05/14/2014 03:49 pm ET Updated Jul 14, 2014

Service Corps: Broadening Approaches to Social Justice Issues

This post by Global Health Corps Fellow Delanie Ricketts is part of a special blog series focused on national service in support of the Aspen Institute's Franklin Project and its upcoming summit on national service. Global Health Corps works to mobilize a global community of emerging leaders to build the movement for health equity. Through year-long fellowships in the U.S. and worldwide, Global Health Corps fellows engage, serve, and are helping to lead this movement. Barbara Bush is the CEO and co-founder of Global Health Corps and she also serves on the Franklin Project Leadership Council.

Service corps have been unique and formative experiences for me, helping me to develop my skills and commitment to social justice. Volunteering for Cal Corps, interning at the Peace Corps, becoming an AmeriCorps Bonner Leader, and now serving as a fellow for the Global Health Corps. My enthusiasm has propelled me from one service corps to another.

Serving one's community -- be it local, national, or even global -- with limited resources can present challenges that can make progress seem like a distant illusion. However, such challenges can also fuel efforts to change the status quo. As a current Global Health Corps fellow in Kampala, Uganda, my primary role is to design computer-based trainings for health care workers. Yet, many health care workers in Uganda don't have reliable access to electricity or the internet. Moreover, while I could sit down at any class at my university and find nearly all 200+ students on personal Macbooks, many health workers in Uganda, even recent graduates, have limited computer skills.

Although the challenges presented by a lack of infrastructure and computer literacy may be frustrating, they also inspire innovation. Currently, I am running a Prevention of Mother to Child Transmission of HIV (PMTCT) blended learning course for nurses and midwives in Uganda. To help participants learn how to navigate the course's online materials and assignments, the course began with a two-day face-to-face orientation. To address the issue of limited internet access, participants were given CDs containing offline versions of course lectures, practicums, and resources. Participants were also given wireless modems and a data plan to access online course quizzes, case studies, and forum discussions.

---------------

- Things to do:
1 > Answer these questions from the post on service corps:
(a) In which city is the writer serving as a Global Health Corps fellow?
(b) How long was the face-to-face orientation that opened the course?
(c) Who is the CEO and co-founder of Global Health Corps?
2 > Decide whether each statement agrees with the post on service corps. Answer yes or no, and quote the words from the post that settle it.
(a) Course participants received CDs with offline versions of the lectures.
(b) The writer interned at AmeriCorps.
(c) Global Health Corps fellowships last two years.
3 > Copy word for word the part of the post on service corps that starts at "Serving one's community" and ends at "limited computer skills.".
None of the entries are needed here.

Excerpt from a dataset
---------------

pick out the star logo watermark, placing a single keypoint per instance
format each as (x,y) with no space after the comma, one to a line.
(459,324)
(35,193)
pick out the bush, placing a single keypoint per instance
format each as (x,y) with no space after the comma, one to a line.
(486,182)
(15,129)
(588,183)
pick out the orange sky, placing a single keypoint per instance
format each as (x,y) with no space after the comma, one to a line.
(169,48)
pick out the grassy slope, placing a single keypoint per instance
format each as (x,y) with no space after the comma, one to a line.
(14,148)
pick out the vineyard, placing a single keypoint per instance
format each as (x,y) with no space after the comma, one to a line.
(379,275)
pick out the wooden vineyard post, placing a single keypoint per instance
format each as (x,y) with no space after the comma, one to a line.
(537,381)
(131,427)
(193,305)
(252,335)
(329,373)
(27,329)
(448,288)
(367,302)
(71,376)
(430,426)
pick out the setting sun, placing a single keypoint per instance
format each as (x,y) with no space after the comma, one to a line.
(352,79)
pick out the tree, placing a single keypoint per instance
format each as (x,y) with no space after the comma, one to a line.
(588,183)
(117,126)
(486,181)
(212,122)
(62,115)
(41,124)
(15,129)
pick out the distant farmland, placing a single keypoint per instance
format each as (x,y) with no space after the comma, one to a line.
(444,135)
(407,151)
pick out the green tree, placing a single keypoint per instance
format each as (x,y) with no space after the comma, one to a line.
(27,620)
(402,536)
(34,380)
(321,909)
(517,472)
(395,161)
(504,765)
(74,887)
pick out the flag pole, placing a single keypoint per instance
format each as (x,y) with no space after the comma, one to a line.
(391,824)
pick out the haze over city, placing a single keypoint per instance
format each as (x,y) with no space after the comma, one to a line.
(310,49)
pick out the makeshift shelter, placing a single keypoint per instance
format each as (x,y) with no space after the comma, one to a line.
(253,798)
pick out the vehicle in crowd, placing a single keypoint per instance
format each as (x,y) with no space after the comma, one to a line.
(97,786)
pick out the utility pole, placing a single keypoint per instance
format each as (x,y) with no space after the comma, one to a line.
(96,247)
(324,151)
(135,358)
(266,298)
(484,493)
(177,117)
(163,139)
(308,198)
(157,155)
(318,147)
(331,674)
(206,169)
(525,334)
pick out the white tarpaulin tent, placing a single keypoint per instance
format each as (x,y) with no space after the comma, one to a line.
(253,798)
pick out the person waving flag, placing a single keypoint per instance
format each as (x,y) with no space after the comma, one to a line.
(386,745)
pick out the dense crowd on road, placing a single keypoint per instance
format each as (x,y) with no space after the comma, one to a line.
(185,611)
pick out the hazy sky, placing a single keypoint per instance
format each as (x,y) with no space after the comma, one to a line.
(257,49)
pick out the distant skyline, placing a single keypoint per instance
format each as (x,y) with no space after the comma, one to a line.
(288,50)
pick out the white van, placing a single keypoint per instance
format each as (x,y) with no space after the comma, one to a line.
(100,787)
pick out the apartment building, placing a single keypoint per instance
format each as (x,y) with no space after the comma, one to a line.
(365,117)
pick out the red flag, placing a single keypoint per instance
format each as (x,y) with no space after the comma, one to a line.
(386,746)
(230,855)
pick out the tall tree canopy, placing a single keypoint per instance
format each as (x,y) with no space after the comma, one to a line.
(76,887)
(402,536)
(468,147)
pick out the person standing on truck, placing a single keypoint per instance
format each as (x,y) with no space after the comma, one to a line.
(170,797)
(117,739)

---------------

- Expected responses:
1 >
(a) Kampala, Uganda
(b) Two days
(c) Barbara Bush

2 >
(a) Yes: "participants were given CDs containing offline versions of course lectures, practicums, and resources."
(b) No: "interning at the Peace Corps, becoming an AmeriCorps Bonner Leader"
(c) No: "Through year-long fellowships in the U.S. and worldwide"

3 >
Serving one's community -- be it local, national, or even global -- with limited resources can present challenges that can make progress seem like a distant illusion. However, such challenges can also fuel efforts to change the status quo. As a current Global Health Corps fellow in Kampala, Uganda, my primary role is to design computer-based trainings for health care workers. Yet, many health care workers in Uganda don't have reliable access to electricity or the internet. Moreover, while I could sit down at any class at my university and find nearly all 200+ students on personal Macbooks, many health workers in Uganda, even recent graduates, have limited computer skills.